**What to work on:**
1. Put this sentence from the headaches passage into Spanish: "Discomfort from migraines may last for several days."
2. For each statement, answer yes or no according to the headaches passage, and quote the exact words that decide it: (a) Migraines are classed as primary headaches. (b) A sinus headache is given as an example of a primary headache. (c) Blurred vision is listed among the complications migraine sufferers may experience.

Headaches and Migraines

A headache is defined by the Mayo Clinic as “pain in any region of the head.” This common condition may develop gradually or appear suddenly as the result of a variety of factors.

Types of Headaches

Headaches and Migraines

Primary headaches occur without an underlying condition. These include cluster headaches, tension headaches, and migraines. Secondary headaches are caused by chronic diseases, structural defects or illnesses, such as in the case of a sinus headache. Some head pain may manifest in response to triggers that include food or food additives, stress, excessive physical exertion, environmental changes, medication, bright lights, and chemical exposure.


Pain is the main symptom of a headache and may appear in one of the following forms:

  • Pain on one or both sides of the head
  • Localized pain
  • Radiating pain
  • Aching, throbbing or sharp pain

Migraine sufferers may experience additional complications, including:

  • The severe pulsing pain made worse by activity
  • Blurred vision
  • Dizziness
  • Fatigue
  • Loss of appetite
  • Nausea
  • Sensitivity to light, sound, and smell
  • Vomiting

Discomfort from migraines may last for several days. Some people can tell that they’re about to get a migraine by the presence of an “aura” that precedes the condition. Examples of aura include seeing spots, shapes or flashes of light or feeling pins and needles in the extremities.

Prevention and Treatment

Learning to recognize triggers can help prevent headaches and migraines. Pay attention to what foods you eat, how much caffeine you drink and the weather conditions around the times that you get headaches and look for patterns to determine potential causative factors.

[Recorded data]
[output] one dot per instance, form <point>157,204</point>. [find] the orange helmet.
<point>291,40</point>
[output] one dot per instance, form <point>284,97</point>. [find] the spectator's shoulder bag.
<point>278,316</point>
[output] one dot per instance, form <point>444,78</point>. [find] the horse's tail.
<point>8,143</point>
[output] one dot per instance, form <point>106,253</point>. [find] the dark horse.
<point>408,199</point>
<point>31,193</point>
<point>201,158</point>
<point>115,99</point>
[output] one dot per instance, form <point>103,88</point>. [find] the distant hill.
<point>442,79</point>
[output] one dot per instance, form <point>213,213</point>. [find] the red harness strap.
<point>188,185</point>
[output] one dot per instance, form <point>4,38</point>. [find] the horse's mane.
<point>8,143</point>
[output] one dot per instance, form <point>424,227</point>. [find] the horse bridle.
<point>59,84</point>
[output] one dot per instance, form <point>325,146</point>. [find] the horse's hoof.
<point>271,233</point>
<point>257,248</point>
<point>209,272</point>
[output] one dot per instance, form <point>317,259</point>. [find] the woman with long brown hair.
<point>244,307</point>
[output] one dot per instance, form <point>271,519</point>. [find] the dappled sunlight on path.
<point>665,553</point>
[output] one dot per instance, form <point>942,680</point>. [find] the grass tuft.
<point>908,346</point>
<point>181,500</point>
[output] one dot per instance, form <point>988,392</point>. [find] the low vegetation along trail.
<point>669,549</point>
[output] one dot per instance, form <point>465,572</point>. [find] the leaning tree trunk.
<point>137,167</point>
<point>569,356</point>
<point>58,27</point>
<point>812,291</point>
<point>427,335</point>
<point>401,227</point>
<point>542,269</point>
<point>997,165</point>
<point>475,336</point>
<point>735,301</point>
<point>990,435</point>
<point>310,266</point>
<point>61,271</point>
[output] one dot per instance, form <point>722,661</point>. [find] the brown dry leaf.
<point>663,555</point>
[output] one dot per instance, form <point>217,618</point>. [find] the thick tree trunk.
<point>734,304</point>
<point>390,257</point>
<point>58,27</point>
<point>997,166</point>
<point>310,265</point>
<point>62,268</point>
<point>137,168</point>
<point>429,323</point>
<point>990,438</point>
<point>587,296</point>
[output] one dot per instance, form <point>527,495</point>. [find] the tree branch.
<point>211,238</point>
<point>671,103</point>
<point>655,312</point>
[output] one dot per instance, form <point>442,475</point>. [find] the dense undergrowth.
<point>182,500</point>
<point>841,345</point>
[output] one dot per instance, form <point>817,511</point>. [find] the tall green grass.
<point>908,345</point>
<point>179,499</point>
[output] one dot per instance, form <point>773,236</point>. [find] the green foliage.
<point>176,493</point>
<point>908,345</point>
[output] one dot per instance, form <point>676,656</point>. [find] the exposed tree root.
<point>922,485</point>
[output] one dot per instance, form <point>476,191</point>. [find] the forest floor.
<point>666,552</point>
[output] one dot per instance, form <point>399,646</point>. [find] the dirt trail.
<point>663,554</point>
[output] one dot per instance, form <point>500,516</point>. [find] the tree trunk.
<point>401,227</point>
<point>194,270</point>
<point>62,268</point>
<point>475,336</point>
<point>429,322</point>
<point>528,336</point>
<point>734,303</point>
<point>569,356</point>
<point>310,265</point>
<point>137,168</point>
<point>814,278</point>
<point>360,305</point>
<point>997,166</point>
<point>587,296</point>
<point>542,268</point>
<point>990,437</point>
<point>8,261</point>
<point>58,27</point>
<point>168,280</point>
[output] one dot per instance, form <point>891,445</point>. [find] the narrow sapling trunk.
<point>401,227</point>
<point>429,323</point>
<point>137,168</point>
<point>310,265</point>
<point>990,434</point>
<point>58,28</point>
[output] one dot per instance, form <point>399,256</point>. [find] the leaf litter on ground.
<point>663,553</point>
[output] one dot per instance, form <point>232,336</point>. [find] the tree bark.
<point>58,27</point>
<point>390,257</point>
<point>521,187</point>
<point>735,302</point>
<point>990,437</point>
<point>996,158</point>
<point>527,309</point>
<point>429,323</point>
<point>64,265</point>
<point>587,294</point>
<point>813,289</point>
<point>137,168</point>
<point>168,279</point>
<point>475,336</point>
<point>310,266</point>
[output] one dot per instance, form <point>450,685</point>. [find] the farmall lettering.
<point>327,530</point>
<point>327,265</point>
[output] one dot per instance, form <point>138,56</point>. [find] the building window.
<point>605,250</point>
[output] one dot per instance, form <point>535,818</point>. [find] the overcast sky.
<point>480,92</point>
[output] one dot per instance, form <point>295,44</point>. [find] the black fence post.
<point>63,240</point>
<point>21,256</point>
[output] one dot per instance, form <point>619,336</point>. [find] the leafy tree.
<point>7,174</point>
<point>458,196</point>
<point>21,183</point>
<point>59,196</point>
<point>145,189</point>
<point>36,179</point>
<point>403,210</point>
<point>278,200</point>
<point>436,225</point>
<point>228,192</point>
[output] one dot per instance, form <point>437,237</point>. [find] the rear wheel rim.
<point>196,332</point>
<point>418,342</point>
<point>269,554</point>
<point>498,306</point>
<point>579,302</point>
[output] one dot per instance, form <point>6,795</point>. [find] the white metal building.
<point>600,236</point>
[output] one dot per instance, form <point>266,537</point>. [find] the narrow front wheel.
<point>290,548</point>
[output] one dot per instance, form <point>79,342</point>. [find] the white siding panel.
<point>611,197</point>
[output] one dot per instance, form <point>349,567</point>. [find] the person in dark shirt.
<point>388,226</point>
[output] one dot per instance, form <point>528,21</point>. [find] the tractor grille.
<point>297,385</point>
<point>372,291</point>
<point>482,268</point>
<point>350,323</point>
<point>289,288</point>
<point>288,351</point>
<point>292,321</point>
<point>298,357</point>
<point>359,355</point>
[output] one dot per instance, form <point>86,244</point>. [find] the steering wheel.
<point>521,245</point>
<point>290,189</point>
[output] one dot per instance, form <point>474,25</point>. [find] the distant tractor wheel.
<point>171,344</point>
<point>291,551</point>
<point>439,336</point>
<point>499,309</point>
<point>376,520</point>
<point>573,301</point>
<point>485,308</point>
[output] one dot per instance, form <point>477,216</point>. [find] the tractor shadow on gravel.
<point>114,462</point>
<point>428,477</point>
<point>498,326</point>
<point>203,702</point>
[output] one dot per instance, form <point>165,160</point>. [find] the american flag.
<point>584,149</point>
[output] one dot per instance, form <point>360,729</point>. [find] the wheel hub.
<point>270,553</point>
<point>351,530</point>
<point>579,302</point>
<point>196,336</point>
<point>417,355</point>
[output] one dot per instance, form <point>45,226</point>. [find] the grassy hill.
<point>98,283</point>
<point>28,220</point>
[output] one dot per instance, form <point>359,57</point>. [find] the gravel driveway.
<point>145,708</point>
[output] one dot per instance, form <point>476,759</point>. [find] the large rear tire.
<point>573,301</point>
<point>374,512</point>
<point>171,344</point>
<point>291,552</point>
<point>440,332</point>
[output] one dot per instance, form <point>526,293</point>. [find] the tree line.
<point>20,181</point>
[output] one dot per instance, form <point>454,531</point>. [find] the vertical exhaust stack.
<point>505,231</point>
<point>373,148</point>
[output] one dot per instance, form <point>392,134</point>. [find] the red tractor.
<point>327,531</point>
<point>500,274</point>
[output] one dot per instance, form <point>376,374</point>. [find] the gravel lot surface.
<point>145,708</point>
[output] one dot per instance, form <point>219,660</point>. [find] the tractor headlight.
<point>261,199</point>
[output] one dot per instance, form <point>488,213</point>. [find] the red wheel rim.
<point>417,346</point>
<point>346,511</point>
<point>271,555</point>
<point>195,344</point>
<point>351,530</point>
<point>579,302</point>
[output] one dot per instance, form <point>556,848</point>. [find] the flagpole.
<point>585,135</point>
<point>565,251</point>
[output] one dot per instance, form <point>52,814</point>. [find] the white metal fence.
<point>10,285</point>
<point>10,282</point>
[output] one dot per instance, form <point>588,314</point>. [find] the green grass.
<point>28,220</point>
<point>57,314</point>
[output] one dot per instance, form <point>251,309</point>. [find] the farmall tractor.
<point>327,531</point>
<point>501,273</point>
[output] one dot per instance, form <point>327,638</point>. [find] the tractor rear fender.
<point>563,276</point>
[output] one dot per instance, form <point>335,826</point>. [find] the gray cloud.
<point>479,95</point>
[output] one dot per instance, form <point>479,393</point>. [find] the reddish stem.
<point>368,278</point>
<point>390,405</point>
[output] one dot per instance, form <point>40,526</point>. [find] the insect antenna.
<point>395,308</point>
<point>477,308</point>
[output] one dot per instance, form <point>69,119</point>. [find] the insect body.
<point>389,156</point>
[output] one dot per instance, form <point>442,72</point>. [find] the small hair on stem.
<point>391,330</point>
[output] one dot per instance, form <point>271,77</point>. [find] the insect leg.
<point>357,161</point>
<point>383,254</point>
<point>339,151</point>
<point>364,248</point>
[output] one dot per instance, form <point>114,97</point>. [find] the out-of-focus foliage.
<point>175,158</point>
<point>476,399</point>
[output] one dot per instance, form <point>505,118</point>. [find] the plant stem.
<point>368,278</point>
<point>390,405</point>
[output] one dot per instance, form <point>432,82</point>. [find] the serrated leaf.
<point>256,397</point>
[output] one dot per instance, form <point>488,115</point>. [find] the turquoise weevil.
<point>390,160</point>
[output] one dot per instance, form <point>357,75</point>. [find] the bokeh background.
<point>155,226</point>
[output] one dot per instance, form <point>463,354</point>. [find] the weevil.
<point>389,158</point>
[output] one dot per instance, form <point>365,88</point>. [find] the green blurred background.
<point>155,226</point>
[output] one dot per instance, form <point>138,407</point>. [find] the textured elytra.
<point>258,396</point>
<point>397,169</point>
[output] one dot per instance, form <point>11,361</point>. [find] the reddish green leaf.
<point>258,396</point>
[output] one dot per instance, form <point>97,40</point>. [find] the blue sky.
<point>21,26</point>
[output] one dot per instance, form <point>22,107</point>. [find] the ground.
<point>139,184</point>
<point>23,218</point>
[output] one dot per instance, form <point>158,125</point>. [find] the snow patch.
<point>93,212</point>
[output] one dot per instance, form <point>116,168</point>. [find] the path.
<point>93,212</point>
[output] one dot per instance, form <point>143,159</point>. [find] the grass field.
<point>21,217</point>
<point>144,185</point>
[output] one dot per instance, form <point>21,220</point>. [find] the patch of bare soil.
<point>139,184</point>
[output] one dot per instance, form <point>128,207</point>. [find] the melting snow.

**Replies:**
1. Las molestias causadas por las migrañas pueden durar varios días.

2.
(a) Yes: "Primary headaches occur without an underlying condition. These include cluster headaches, tension headaches, and migraines."
(b) No: "Secondary headaches are caused by chronic diseases, structural defects or illnesses, such as in the case of a sinus headache."
(c) Yes: "Blurred vision"